Multiple IIS servers with a single queuename ( i.e RunOnlyOneJobAtaTime) with 1 worker count and single SQL server

We are trying to use mulitple IIS servers to process jobs from the same SQL server Job Queues. This is mostly for failsafe, so if one of the IIS servers goes down the recurring jobs continue to work.
Both servers are creating a different server with the same Queue name. Jobs are getting queues from both IIS servers at start with AddOrUpdate, so only one job appears in the Recurring job page on both the servers.
This queues under question has only a worker count of 1. When a job gets queued into this queue, we are seeing 2 jobs running one of each server, even though the queue worker count is set to 1.
The job is set to run once ever 2 minutes but the job itself may take anywhere from 3-5 minutes but only one job can run at the same time due to underlying business logic requirements.

All this works if only one server is running and only 1 jobs runs in this queue and the others shows as enqueued wait to run one at a time.

What are we possibly missing to make only one job run at a time and the others get enqueued.

Regards,
Reddy

1 Like

I use Mutex instances to make sure only one instance of a job is running. A named Mutex is supposed to be system-wide, so it only works if both job servers are running on the same server instance.

For example:

using (var mutex = new Mutex(false, $"JOB_{environment}_{jobName}", out bool createdNew))
{
	if (createdNew)
	{
		bool canExecute = mutex.WaitOne(3 * 1000); // wait up to 3 seconds to acquire the wait handle

		if (canExecute)
		{
			// run the relevant code...
		}
	}
}

where environment and jobName are derived from a combination of reflection and appsettings values. You can use whatever you want for the job name (within reason - refer to the linked article for any caveats).

If you’re running a web farm scenario, you would probably need to look into the concurrency tooling provided by Hangfire.Ace: Concurrency & Rate Limiting — Hangfire Documentation

I’m not sure if anything exists outside of Ace. You could probably implement something using Redis or similar, but I haven’t had a need to do so and can’t really provide any guidance.

1 Like

Thank you for your insights.
I have looked into the source for hangfire itself directly and looks SQL server as a data source will not allow true distributed locking (it sp_getapplock and sp_releaseapplock) and these are session and transaction based, which means only one server.
The only way to truly get distributed application locking out of the box (hangfire) iis to use Redis as your data source which will provide true distributed locking (irrespective of how many servers are requesting the lock with a unique lock name).

__Material__:
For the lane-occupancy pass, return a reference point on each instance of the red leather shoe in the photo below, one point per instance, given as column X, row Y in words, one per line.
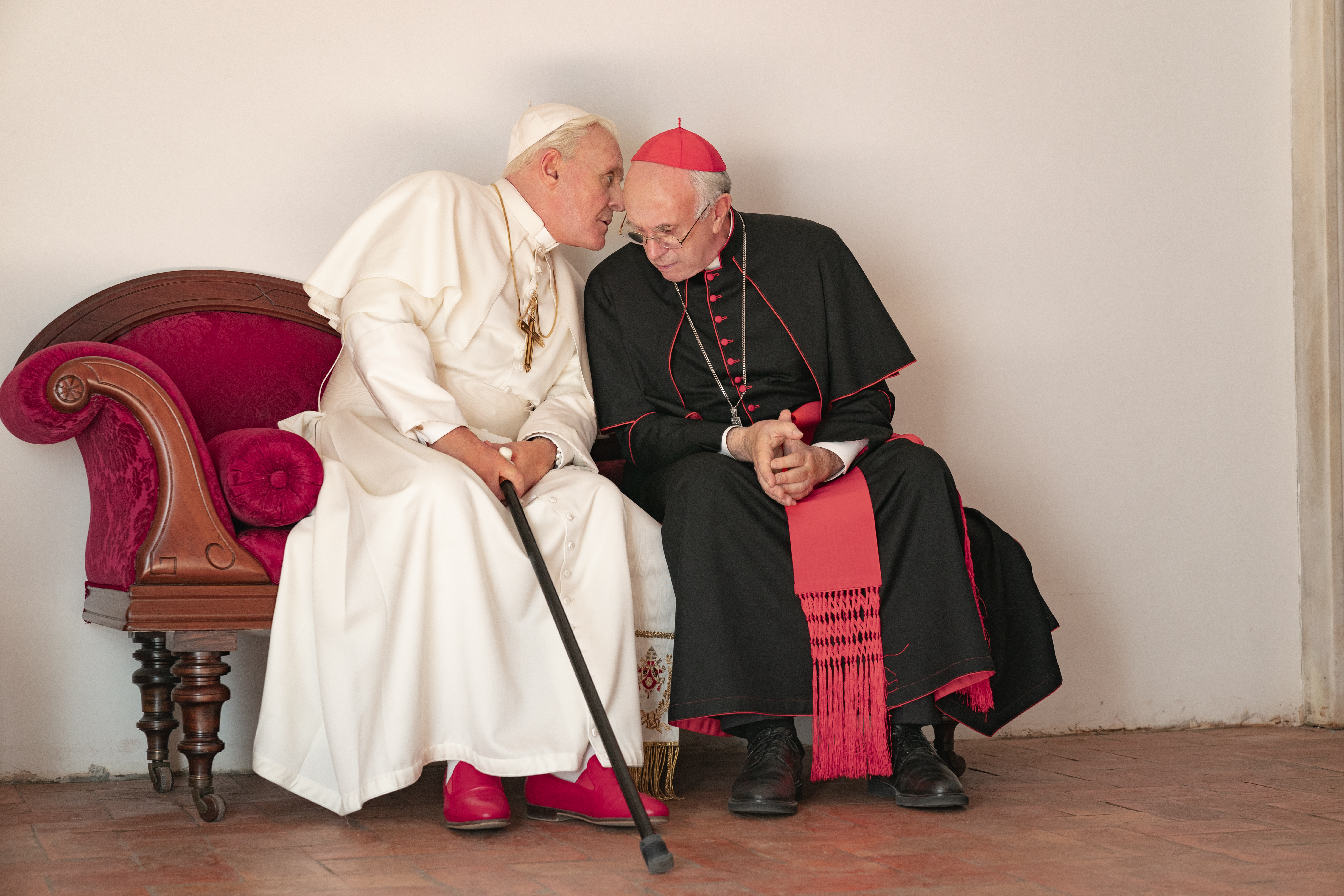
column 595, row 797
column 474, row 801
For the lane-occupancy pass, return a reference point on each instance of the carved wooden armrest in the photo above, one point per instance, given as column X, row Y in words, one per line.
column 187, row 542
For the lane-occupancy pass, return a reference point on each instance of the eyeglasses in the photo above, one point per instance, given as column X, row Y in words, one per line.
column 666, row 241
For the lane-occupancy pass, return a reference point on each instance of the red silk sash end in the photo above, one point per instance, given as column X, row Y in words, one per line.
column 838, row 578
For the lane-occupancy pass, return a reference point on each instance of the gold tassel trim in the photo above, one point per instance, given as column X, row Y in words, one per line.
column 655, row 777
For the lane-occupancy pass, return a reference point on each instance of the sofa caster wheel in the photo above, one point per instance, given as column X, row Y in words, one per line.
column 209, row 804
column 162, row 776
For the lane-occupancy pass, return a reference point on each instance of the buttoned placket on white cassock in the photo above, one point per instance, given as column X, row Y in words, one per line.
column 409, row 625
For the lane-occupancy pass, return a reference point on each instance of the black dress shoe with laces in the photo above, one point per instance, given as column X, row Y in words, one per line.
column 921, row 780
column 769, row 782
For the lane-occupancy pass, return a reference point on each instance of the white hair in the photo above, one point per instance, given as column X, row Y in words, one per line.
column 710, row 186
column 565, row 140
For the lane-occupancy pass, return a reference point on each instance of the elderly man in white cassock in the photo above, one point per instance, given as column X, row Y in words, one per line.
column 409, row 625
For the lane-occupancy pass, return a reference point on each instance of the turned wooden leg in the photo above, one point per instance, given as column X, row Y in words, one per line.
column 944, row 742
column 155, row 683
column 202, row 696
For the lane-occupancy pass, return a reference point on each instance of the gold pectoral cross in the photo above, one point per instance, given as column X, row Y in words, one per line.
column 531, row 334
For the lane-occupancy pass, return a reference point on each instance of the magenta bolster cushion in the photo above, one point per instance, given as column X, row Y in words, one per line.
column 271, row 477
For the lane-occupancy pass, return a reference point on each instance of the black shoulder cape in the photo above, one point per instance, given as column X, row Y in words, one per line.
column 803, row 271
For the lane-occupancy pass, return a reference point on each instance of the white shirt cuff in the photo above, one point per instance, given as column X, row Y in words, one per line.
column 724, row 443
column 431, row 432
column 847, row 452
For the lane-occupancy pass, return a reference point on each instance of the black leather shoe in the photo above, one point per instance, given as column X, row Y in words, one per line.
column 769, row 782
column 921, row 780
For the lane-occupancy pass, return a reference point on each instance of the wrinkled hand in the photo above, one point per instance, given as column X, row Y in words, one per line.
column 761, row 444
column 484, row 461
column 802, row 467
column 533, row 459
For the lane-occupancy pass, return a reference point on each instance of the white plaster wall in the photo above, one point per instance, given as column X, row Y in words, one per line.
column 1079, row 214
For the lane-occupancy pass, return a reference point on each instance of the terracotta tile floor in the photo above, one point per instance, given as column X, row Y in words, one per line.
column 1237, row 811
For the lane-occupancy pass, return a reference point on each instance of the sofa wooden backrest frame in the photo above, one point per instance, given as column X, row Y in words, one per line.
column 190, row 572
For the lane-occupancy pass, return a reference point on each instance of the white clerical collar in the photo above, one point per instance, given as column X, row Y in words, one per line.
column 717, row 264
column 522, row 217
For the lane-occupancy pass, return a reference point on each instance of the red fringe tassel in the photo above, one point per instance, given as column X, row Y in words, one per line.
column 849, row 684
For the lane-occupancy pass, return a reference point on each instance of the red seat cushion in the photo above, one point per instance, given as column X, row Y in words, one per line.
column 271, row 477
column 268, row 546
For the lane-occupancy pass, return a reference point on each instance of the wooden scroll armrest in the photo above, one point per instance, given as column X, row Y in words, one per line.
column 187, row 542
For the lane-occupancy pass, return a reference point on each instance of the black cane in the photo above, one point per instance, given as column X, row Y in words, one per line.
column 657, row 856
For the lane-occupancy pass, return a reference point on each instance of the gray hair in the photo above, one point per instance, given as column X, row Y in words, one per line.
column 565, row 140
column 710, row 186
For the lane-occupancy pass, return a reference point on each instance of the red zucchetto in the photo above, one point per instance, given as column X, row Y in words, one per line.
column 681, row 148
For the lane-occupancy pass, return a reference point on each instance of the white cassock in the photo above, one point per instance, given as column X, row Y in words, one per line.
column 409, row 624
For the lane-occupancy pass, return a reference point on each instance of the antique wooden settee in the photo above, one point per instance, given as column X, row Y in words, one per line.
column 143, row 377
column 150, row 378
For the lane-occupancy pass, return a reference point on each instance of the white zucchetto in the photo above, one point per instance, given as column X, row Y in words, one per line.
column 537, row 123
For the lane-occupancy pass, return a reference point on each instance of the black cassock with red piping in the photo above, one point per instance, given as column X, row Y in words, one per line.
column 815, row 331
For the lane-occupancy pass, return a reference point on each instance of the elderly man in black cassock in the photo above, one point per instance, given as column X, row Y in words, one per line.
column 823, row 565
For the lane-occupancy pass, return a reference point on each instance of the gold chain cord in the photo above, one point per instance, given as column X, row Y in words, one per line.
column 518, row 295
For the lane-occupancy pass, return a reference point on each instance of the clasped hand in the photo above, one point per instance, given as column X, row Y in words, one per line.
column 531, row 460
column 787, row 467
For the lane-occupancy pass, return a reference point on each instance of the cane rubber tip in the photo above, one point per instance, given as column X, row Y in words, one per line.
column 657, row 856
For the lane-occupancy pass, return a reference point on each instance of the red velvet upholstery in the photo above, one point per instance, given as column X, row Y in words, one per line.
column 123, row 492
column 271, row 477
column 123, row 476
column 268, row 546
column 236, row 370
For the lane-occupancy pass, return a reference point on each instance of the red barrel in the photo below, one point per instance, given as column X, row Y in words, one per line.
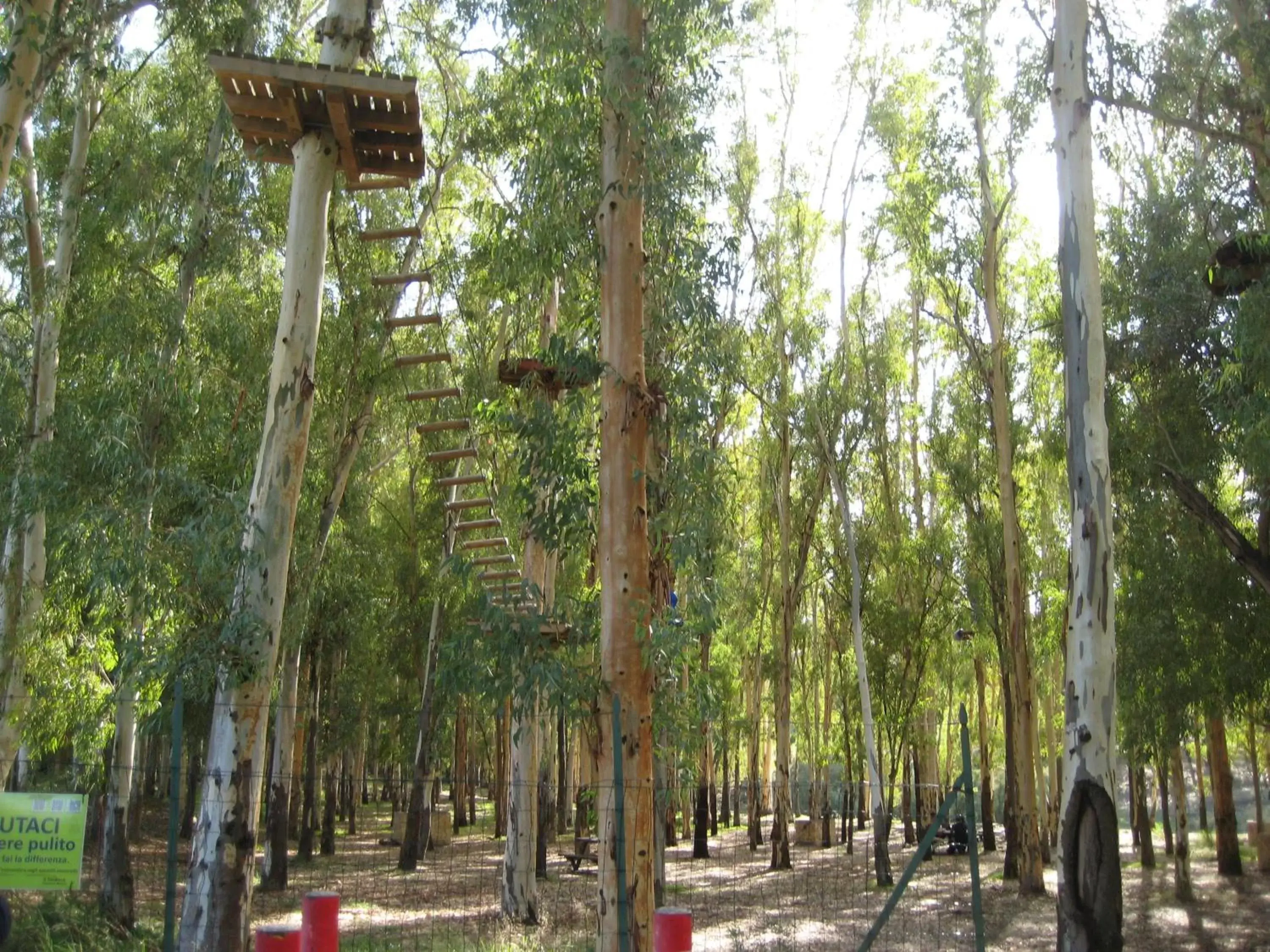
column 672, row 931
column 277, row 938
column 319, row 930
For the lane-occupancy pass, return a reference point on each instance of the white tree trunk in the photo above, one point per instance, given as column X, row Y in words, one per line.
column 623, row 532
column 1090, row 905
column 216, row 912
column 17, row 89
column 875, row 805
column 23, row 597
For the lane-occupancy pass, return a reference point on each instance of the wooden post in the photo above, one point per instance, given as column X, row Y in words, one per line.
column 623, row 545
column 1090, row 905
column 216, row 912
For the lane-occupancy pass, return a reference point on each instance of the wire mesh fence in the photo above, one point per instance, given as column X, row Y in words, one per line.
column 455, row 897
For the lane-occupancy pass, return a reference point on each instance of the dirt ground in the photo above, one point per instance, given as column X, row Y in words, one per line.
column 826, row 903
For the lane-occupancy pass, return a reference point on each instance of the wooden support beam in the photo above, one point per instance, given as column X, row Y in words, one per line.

__What you will do__: Reproduce word for word the passage of the forum thread that starts with the words containing "All this works" and ends with "out bool createdNew))". Work from the forum thread alone, not from the items.

__Exercise answer__:
All this works if only one server is running and only 1 jobs runs in this queue and the others shows as enqueued wait to run one at a time.

What are we possibly missing to make only one job run at a time and the others get enqueued.

Regards,
Reddy

1 Like

I use Mutex instances to make sure only one instance of a job is running. A named Mutex is supposed to be system-wide, so it only works if both job servers are running on the same server instance.

For example:

using (var mutex = new Mutex(false, $"JOB_{environment}_{jobName}", out bool createdNew))